----- Selected extract

Fish Psychology

Written on: June 26, 2009

My fish tank consists of 6 rasboras (at least 2 males and 2 females), 3 balloon mollies (1 male + 2 female), 2 male guppies, 2 female guppies, and 2 frogs (male and female). Looking at them is kind of like looking at the real world. Fish psychology… if I must call it lol. I swear it is hilarious how much parallel there is between fish life and human life XD.

So anyway, the rasboras are your typical everyday people. They don’t stand out in any way, but they don’t suck either. Basically, they’re just what you would expect a typical fish would do. They do everything in their little community… travel together, eat together… basically no stress, relatively speaking. They’re also pretty smart, overall speaking. When there is food, they are quick to respond. Every “strike” is perfect so if they spot food, they’ll swiftly get to it and eat all of it. Now, provide that they are in a good environment, after a while, some rasboras would fall in love with other rasboras within the group. Currently, they are occasionally showing courtship behaviour. It is really sweet… kind of like they are dating or something LOL. Two would suddenly swim off from the group and do stuff lol. Recently I’ve spotted two pairs. But anyway, there’s your rasboras, the typical everyday people.

Now the balloon mollies… they are hilarious. They are your flirts and drama queens. The mollies are bigger and sharper in colour than the rasboras. In other words, they stand out. Being life-bearers, the male molly is ALWAYS chasing the females. Every time a female molly is close by, he would swim towards her while straightening up his fins. He looks reeeeaaallly pretty at this moment. However, the female molly would always swim away. Now sometimes, he doesn’t take it slow, [rated 18+] and he would just swim up to the female as he put his gonopodium as close to her as possible. [/rated 18+] Most of the time he fails, because the female would quickly swim away. Other times, he still fail even if the female doesn’t swim too quickly. Let’s not get into what he does when he’s far away from the females. It’s too funny XD. Anyway, the females are your drama queen. One would get jealous when the male molly is close to the other female. So sometimes, one would literally try to attack the other one while she is close by. I don’t really get why they do this since they swim away from the male anyway. Balloon mollies are always under stress in this sense :(. Now, they do not eat as efficiently as the rasboras. They see food? They’ll go slowly to it, and eat it slowly. But for some reason, the food escapes from their mouths even though they’re just flakes.

Now there are the guppies. The males are really pretty, and the females are ugly and boring looking. My current guppies are rather different from the ones I had before. The two male guppies I have now are gay. They show absolutely no interest in the females at all, even if one is swimming right beside them. They are like the mollies in that they’re live-bearers, so they need to reproduce through the gonopodia. Well, since they show no interest in the females, they go after each other instead. Again, it is very funny watching them do this lol. Sometimes, they do go after the female balloon mollies though. The female guppies are like the loners. Nothing about them stands out. But nothing is really wrong with them either. Well, one of them has part of her tail bitten off, while the other is a runt. These female guppies… they have hardly any colours, and they just swim and eat and swim at eat. Nothing interesting about them really. Now, the way the guppies eat are very similar to the balloon mollies, if not close to identical. So not much to say about that.

----------
----- Recorded data

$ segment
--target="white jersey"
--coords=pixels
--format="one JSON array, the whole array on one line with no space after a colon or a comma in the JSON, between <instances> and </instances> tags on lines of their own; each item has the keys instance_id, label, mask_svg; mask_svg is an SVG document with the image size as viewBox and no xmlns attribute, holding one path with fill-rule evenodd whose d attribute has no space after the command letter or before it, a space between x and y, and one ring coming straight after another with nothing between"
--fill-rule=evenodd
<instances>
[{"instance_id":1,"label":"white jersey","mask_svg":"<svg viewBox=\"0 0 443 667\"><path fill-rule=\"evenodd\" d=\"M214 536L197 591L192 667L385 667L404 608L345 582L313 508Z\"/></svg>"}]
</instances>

----------

Written exercise 1:
Please copy the fish psychology post word for word, from "My fish tank" to "human life XD.".
Written exercise 2:
List every kind of animal that the fish psychology post says lives in the tank.
Written exercise 3:
Write the next part of the fish psychology post, picking up after its final sentence.

Final result 1:
My fish tank consists of 6 rasboras (at least 2 males and 2 females), 3 balloon mollies (1 male + 2 female), 2 male guppies, 2 female guppies, and 2 frogs (male and female). Looking at them is kind of like looking at the real world. Fish psychology… if I must call it lol. I swear it is hilarious how much parallel there is between fish life and human life XD.

Final result 2:
Rasboras, balloon mollies, guppies, frogs

Final result 3:
Finally, we have the frogs. lol the frogs. They can peacefully co-exist with all the fishies, even though they arn’t really fish themselves. They are just so plain weird. Sometimes they swim, sometimes they float, sometimes they stand on one/two/three/four legs, sometimes they blow bubbles, sometimes they swim quickly to the surface to breathe before swimming back down, sometimes they float and breathe, sometimes they let Pearl (female molly) bite their fingers/toes, sometimes they let the filter push them down from the surface while remaining motionless, sometimes they get themselves stuck on the filter on purpose… Basically they’re so… random XD. You can’t really predict what they’ll do next. How do they eat? They don’t compete for food with the fish. They wait for the flakes to sink to the bottom. But even if there’s food right in front of them, they don’t eat it right away. Instead, they stare at it and wait… and the next thing you know, it’s in their mouths already. I haven’t seen any courtship behaviours between my frogs yet. Though I’ve heard that the male is suppose to (literally) sing when that happens. The frogs I have now are getting along fine, but they’re mostly doing their own independent things.

So there, fish psychology :). You’re probably going to ask: what about Jerry (my crayfish)? Well, Jerry lives in his own world (aka another tank). This also applies to the two baby balloon mollies who are living in their small innocent world :).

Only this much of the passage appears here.